Emit only the lines from the line containing "Target: red led display board" through the last line of the entries, unchanged.

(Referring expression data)
== Segment start ==

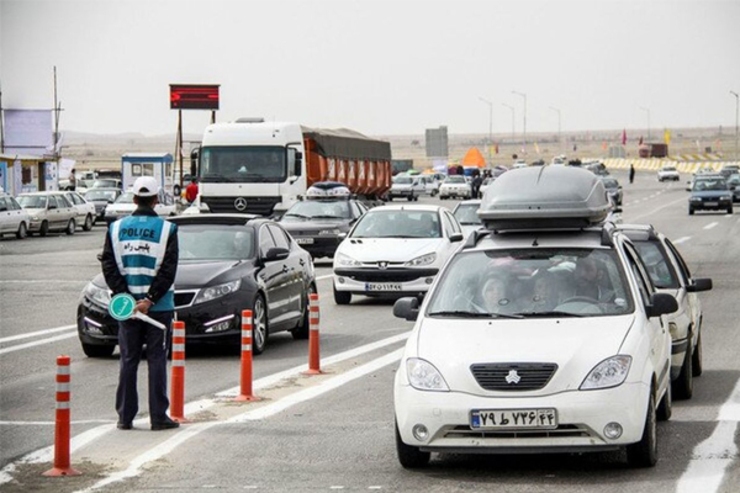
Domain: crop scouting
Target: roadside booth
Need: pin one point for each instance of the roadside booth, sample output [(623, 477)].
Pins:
[(158, 165)]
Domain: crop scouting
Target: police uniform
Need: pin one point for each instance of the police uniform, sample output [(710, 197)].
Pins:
[(140, 258)]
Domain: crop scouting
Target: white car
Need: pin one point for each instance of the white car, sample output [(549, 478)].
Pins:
[(455, 186), (124, 206), (406, 186), (85, 210), (670, 274), (394, 249), (508, 356), (466, 213), (48, 211), (13, 218), (668, 172)]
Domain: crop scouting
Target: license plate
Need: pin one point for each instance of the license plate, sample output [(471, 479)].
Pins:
[(506, 419), (382, 286)]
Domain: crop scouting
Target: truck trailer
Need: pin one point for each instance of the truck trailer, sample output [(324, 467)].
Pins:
[(257, 167)]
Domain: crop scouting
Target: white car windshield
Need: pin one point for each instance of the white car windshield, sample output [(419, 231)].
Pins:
[(398, 224), (533, 282), (317, 209)]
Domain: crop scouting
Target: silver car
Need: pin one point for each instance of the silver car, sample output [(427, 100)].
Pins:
[(49, 211), (13, 219)]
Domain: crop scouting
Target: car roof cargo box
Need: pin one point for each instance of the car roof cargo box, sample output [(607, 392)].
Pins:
[(547, 197)]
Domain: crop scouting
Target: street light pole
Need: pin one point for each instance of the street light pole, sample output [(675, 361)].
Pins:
[(490, 128), (647, 110), (737, 115), (560, 140), (524, 130), (513, 125)]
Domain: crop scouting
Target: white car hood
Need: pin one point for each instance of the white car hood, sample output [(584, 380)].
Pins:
[(576, 345), (389, 249)]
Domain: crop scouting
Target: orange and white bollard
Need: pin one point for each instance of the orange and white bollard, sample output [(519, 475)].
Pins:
[(313, 336), (245, 392), (62, 428), (177, 382)]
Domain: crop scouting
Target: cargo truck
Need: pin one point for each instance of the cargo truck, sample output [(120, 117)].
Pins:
[(257, 167)]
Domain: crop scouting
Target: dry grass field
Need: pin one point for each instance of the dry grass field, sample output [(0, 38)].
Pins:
[(104, 151)]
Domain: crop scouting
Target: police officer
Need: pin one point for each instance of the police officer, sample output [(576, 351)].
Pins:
[(140, 258)]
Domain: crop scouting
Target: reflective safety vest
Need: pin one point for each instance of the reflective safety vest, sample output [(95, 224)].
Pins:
[(139, 244)]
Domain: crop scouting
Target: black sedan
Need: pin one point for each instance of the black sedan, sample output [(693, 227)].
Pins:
[(101, 197), (316, 225), (228, 263)]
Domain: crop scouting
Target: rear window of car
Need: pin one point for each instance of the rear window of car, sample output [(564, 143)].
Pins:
[(533, 282), (198, 242)]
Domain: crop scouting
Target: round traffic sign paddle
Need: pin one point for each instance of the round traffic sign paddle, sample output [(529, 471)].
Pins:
[(122, 307)]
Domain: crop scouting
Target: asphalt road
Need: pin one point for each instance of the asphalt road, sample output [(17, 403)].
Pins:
[(334, 431)]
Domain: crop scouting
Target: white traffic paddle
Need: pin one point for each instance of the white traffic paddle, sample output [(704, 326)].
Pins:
[(121, 307)]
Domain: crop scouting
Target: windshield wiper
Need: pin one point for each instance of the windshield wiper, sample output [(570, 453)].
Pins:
[(553, 313), (467, 314)]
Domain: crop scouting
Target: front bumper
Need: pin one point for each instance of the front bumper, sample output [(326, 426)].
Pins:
[(376, 282), (582, 417)]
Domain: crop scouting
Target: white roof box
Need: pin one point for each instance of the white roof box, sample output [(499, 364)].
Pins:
[(544, 197)]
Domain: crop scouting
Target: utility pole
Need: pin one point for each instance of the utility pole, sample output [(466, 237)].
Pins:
[(490, 129), (737, 116), (524, 131), (560, 140), (647, 110), (513, 122)]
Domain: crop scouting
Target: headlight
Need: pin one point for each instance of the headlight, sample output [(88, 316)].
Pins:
[(427, 259), (98, 295), (609, 373), (423, 375), (214, 292), (343, 260)]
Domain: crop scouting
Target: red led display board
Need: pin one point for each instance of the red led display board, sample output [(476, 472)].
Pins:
[(193, 97)]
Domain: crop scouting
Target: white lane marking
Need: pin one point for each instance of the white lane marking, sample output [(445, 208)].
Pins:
[(46, 454), (35, 334), (157, 452), (711, 458), (664, 206), (37, 343)]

== Segment end ==

> [Answer section]:
Target: red led display board
Need: pin one point for each instance of the red led display board, sample output [(476, 472)].
Pins:
[(193, 97)]
Domain: crop scouting
Target: white lane marking
Need: pin one point for each instance of the white lane marking, sample output [(445, 208)].
Pins:
[(46, 454), (35, 334), (157, 452), (711, 458), (664, 206), (37, 343)]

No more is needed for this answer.